== Instructions to follow ==
Reproduce the material from the line with "query: the noun phrase to segment: <item>evergreen" to the line with "POLYGON ((32 72, 33", substituting "pine tree" for every occurrence of "evergreen tree" and leaving everything else unchanged.

== Given entries ==

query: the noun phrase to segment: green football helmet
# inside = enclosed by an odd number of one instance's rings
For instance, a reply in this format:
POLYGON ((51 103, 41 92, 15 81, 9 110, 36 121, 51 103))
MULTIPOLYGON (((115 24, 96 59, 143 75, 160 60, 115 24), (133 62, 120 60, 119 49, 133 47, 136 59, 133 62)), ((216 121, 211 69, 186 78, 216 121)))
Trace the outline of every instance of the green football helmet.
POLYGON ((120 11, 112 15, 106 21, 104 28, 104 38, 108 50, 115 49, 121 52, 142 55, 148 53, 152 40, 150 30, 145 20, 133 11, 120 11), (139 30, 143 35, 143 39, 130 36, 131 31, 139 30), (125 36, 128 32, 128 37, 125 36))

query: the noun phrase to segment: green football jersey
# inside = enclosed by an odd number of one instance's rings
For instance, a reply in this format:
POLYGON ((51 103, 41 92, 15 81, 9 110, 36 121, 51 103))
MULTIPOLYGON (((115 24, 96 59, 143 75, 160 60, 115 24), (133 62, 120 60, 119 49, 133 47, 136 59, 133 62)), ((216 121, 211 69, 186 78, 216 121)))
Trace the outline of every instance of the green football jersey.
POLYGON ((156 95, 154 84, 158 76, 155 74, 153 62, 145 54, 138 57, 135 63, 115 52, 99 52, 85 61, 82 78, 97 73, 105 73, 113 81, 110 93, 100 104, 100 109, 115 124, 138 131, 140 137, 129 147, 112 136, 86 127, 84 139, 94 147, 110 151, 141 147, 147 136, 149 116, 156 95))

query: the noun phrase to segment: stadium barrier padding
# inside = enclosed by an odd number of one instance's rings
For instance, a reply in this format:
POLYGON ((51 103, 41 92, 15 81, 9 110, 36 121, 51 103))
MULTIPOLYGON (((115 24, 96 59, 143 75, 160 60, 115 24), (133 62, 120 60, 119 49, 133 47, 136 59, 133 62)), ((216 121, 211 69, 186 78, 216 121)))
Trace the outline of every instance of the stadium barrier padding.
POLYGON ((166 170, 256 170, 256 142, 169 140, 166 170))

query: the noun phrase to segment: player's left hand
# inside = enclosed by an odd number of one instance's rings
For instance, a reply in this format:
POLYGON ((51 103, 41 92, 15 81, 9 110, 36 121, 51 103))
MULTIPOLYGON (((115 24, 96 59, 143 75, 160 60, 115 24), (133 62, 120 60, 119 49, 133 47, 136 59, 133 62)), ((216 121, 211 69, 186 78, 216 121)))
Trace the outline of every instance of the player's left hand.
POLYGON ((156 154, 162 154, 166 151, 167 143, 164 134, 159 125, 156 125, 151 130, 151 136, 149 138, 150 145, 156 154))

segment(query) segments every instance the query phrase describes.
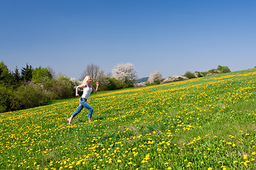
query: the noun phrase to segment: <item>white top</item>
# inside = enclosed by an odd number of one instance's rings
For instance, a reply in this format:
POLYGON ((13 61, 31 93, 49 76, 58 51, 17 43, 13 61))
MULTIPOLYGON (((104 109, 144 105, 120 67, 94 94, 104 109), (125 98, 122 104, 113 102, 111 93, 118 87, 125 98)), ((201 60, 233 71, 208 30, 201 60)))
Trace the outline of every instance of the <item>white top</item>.
POLYGON ((86 87, 83 88, 82 98, 88 99, 89 96, 92 93, 92 85, 90 85, 90 87, 89 87, 88 84, 86 84, 86 87))

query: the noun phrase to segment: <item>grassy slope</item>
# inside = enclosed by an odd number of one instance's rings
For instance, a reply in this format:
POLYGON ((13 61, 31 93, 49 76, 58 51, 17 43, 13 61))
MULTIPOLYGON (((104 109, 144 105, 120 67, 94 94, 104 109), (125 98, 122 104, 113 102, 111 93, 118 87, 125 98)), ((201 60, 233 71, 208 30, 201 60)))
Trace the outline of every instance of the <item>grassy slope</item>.
POLYGON ((256 169, 256 69, 1 114, 0 169, 256 169))

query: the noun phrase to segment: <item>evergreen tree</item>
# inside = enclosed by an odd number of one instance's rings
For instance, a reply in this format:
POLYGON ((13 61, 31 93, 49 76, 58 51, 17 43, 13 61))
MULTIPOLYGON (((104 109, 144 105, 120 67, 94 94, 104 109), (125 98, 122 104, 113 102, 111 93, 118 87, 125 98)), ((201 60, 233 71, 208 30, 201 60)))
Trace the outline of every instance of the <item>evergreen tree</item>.
POLYGON ((20 73, 18 72, 18 69, 17 67, 16 67, 15 71, 13 73, 13 76, 14 76, 14 84, 19 84, 21 80, 21 77, 20 73))
POLYGON ((32 72, 33 68, 31 65, 26 64, 26 68, 22 67, 21 69, 21 79, 25 80, 26 81, 29 81, 32 80, 32 72))

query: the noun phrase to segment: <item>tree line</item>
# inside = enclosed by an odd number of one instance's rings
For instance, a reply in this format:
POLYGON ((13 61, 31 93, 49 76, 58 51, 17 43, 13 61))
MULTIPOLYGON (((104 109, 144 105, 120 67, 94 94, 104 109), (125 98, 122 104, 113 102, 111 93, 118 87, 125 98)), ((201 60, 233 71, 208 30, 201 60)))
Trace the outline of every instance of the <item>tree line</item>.
MULTIPOLYGON (((88 64, 80 80, 59 74, 50 67, 33 68, 26 64, 21 71, 11 72, 0 62, 0 113, 28 108, 45 104, 50 100, 74 96, 75 88, 86 75, 92 78, 92 84, 100 83, 100 91, 132 87, 137 79, 135 67, 131 63, 118 64, 107 75, 97 65, 88 64)), ((82 91, 80 91, 82 93, 82 91)))
MULTIPOLYGON (((218 66, 217 69, 206 72, 191 73, 187 72, 183 76, 188 79, 206 76, 208 74, 228 72, 228 67, 218 66)), ((33 68, 26 64, 21 71, 16 67, 11 72, 4 62, 0 62, 0 113, 28 108, 45 104, 50 100, 66 98, 74 96, 75 86, 82 83, 85 76, 92 79, 92 85, 100 82, 99 91, 117 90, 132 87, 137 79, 135 67, 132 63, 117 64, 112 74, 106 74, 97 64, 87 64, 81 74, 80 80, 59 74, 55 75, 53 69, 33 68)), ((149 75, 144 86, 160 84, 164 79, 159 71, 149 75)), ((79 91, 80 94, 82 91, 79 91)))

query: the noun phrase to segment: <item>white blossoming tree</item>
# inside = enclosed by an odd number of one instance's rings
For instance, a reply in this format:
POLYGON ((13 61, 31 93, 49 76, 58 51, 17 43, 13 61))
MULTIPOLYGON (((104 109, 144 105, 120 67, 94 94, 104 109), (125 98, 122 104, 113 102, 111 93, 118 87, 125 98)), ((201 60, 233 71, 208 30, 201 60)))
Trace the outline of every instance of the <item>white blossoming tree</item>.
POLYGON ((159 84, 162 80, 162 75, 159 71, 154 71, 149 75, 148 79, 150 84, 159 84))
POLYGON ((132 63, 117 64, 112 69, 113 76, 123 82, 134 82, 137 76, 135 67, 132 63))

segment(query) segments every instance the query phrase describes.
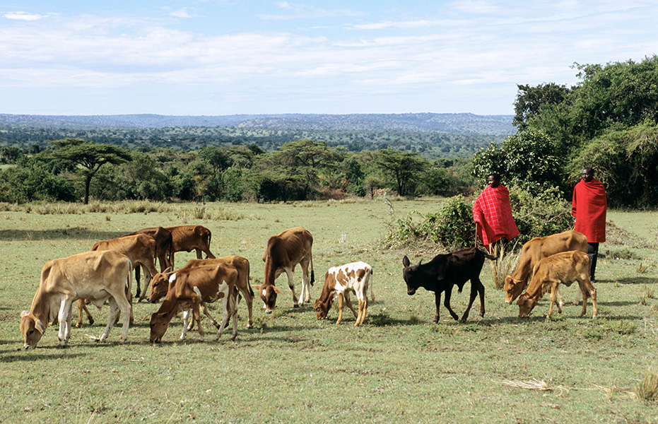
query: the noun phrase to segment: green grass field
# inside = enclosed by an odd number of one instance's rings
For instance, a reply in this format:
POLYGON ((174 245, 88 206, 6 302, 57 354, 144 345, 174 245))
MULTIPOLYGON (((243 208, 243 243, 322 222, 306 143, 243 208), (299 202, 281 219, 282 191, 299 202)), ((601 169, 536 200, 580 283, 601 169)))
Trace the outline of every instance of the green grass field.
MULTIPOLYGON (((442 201, 394 201, 392 208, 346 201, 175 205, 148 213, 41 215, 36 207, 0 212, 0 422, 658 423, 658 402, 635 393, 648 370, 658 371, 658 213, 609 212, 609 220, 628 232, 601 247, 594 320, 591 304, 589 317, 578 318, 581 307, 568 305, 547 320, 548 296, 529 319, 519 319, 518 307, 505 304, 503 293, 493 288, 488 262, 481 276, 487 290, 484 317, 476 302, 467 322, 452 321, 442 308, 434 324, 433 293, 421 289, 409 296, 401 278, 404 254, 417 263, 433 252, 387 249, 380 240, 394 218, 437 211, 442 201), (199 211, 206 219, 195 218, 199 211), (55 348, 52 326, 37 349, 23 350, 19 314, 30 308, 47 261, 141 228, 184 223, 210 228, 218 256, 247 258, 252 284, 262 281, 268 237, 306 228, 315 238, 318 280, 312 302, 329 266, 357 260, 372 266, 375 301, 365 323, 354 327, 346 310, 335 325, 335 307, 323 321, 312 305, 293 309, 282 276, 277 285, 284 295, 274 314, 266 315, 254 300, 253 329, 245 329, 247 310, 240 305, 235 342, 230 331, 213 341, 207 319, 206 342, 199 341, 196 329, 181 341, 179 315, 163 343, 152 345, 148 319, 159 305, 142 302, 134 307, 136 322, 124 345, 118 344, 119 326, 105 343, 89 337, 102 331, 105 307, 90 310, 96 323, 74 328, 67 348, 55 348), (533 384, 523 386, 528 382, 533 384)), ((177 254, 177 264, 192 257, 177 254)), ((300 281, 300 272, 295 278, 300 281)), ((453 293, 458 314, 469 290, 467 284, 463 293, 453 293)), ((562 291, 571 299, 576 290, 562 291)))

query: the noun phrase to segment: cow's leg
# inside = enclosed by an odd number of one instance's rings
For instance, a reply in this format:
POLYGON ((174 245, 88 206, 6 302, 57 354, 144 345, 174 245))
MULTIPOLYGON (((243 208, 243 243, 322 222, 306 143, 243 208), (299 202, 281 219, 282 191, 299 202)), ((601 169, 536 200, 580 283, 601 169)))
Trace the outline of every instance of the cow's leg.
MULTIPOLYGON (((103 330, 102 334, 100 335, 100 341, 105 341, 105 339, 107 338, 107 335, 110 334, 110 330, 112 329, 114 323, 118 321, 119 314, 122 312, 119 308, 119 304, 117 302, 117 300, 114 299, 114 297, 110 297, 107 302, 110 305, 110 317, 107 319, 107 325, 105 326, 105 329, 103 330)), ((122 317, 124 321, 130 319, 130 312, 127 311, 127 314, 124 314, 124 316, 122 317)))
POLYGON ((76 329, 79 329, 82 326, 83 312, 84 312, 85 315, 87 316, 87 320, 89 321, 89 325, 91 325, 94 323, 93 317, 91 316, 91 314, 89 312, 89 310, 87 309, 87 305, 85 305, 85 299, 78 299, 78 322, 76 323, 76 329))
POLYGON ((358 317, 358 314, 357 314, 356 311, 354 310, 354 307, 352 306, 352 302, 350 301, 349 292, 348 290, 345 290, 343 295, 345 297, 345 305, 346 305, 347 307, 350 308, 350 310, 352 311, 353 314, 354 314, 354 318, 356 318, 358 317))
POLYGON ((436 314, 434 316, 434 324, 437 324, 440 319, 439 310, 441 307, 441 292, 434 292, 434 303, 436 305, 436 314))
MULTIPOLYGON (((141 288, 139 285, 139 279, 141 277, 140 275, 141 273, 141 270, 139 269, 139 264, 135 264, 135 282, 137 285, 137 291, 135 292, 135 295, 138 298, 139 297, 140 293, 141 293, 141 288)), ((146 291, 146 287, 144 287, 144 291, 146 291)), ((140 300, 141 300, 141 299, 140 299, 140 300)))
MULTIPOLYGON (((199 302, 196 300, 192 301, 192 319, 196 322, 196 326, 199 327, 199 340, 204 341, 204 329, 201 326, 201 314, 199 313, 199 302)), ((187 327, 183 326, 184 330, 187 330, 187 327)))
POLYGON ((57 314, 57 319, 59 320, 59 331, 57 332, 59 344, 57 347, 59 348, 66 346, 69 338, 71 337, 71 321, 69 318, 72 303, 71 299, 66 297, 59 304, 59 312, 57 314))
POLYGON ((457 314, 454 313, 454 311, 452 310, 452 308, 450 307, 450 297, 452 295, 452 288, 450 288, 448 290, 445 290, 445 299, 443 300, 443 306, 448 310, 448 312, 450 312, 450 316, 452 317, 452 319, 455 321, 459 320, 459 317, 457 317, 457 314))
POLYGON ((219 326, 219 330, 217 331, 217 336, 215 337, 216 341, 219 340, 222 333, 224 331, 224 327, 225 327, 226 324, 228 324, 228 312, 230 312, 228 310, 228 298, 227 296, 224 296, 222 298, 222 323, 219 326))
POLYGON ((187 336, 187 331, 192 329, 193 326, 194 326, 194 319, 192 318, 192 321, 189 320, 189 308, 187 308, 183 311, 183 331, 180 334, 181 340, 187 336))
POLYGON ((336 320, 336 324, 340 324, 343 321, 343 302, 345 300, 345 296, 343 293, 338 294, 338 319, 336 320))
MULTIPOLYGON (((139 268, 139 265, 135 266, 136 270, 138 269, 139 268)), ((137 300, 138 303, 141 302, 143 300, 143 298, 146 297, 146 293, 148 293, 148 285, 151 284, 151 280, 153 279, 153 271, 157 271, 155 269, 151 270, 149 269, 148 266, 145 266, 143 265, 142 265, 142 268, 144 269, 144 291, 141 293, 141 295, 139 295, 139 283, 138 282, 137 283, 137 294, 136 295, 136 296, 139 297, 139 299, 138 299, 137 300)))
POLYGON ((309 259, 302 259, 299 266, 302 269, 302 293, 300 293, 300 306, 304 302, 311 301, 310 278, 308 276, 308 266, 310 263, 309 259))
MULTIPOLYGON (((254 321, 252 317, 252 307, 254 305, 254 297, 250 293, 249 293, 249 281, 247 281, 247 287, 244 287, 240 289, 240 292, 242 293, 242 296, 245 298, 245 301, 247 302, 247 310, 249 312, 249 320, 247 322, 247 328, 250 329, 254 326, 254 321)), ((237 300, 238 302, 240 299, 237 300)))
MULTIPOLYGON (((462 322, 465 322, 468 317, 469 314, 471 312, 471 307, 473 306, 473 302, 475 301, 475 298, 478 295, 478 292, 479 292, 478 285, 481 285, 482 283, 480 283, 480 281, 477 278, 474 277, 471 280, 471 295, 469 297, 469 306, 466 308, 466 310, 464 312, 464 314, 462 315, 462 322)), ((480 307, 480 312, 482 312, 482 305, 480 307)))
POLYGON ((286 275, 288 276, 288 286, 293 291, 293 307, 302 306, 304 302, 301 298, 297 297, 297 293, 295 292, 295 281, 293 279, 295 275, 293 273, 293 270, 286 268, 286 275))
POLYGON ((368 310, 368 296, 362 296, 362 298, 359 299, 359 315, 354 324, 355 326, 363 324, 365 320, 366 310, 368 310))

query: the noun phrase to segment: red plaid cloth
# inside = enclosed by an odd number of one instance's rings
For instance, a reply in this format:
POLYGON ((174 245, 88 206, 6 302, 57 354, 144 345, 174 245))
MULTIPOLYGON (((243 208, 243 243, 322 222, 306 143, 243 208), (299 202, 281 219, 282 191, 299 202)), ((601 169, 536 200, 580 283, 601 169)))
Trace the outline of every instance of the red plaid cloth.
POLYGON ((601 182, 592 179, 587 182, 581 179, 573 188, 571 215, 576 217, 576 231, 587 235, 587 242, 606 241, 606 189, 601 182))
POLYGON ((473 219, 480 224, 478 236, 485 246, 503 237, 510 240, 519 235, 519 228, 512 217, 510 192, 504 185, 484 189, 473 205, 473 219))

== Result ==
query: the noun phrase to segment: <item>pine tree</item>
# inside = enclosed by an odd number of one instance's rings
For instance, a reply in this format:
POLYGON ((13 61, 31 93, 49 76, 58 51, 17 43, 13 61))
MULTIPOLYGON (((104 109, 144 105, 120 67, 94 94, 104 109), (125 98, 122 104, 113 102, 111 93, 118 87, 125 98)), ((201 60, 233 71, 208 30, 201 60)))
Trace the outline of every instance of the <item>pine tree</item>.
POLYGON ((20 73, 18 72, 18 69, 17 67, 16 67, 15 71, 13 73, 13 76, 14 76, 14 84, 19 84, 21 80, 21 77, 20 73))
POLYGON ((32 72, 33 68, 31 65, 26 64, 26 68, 22 67, 21 69, 21 79, 25 80, 26 81, 29 81, 32 80, 32 72))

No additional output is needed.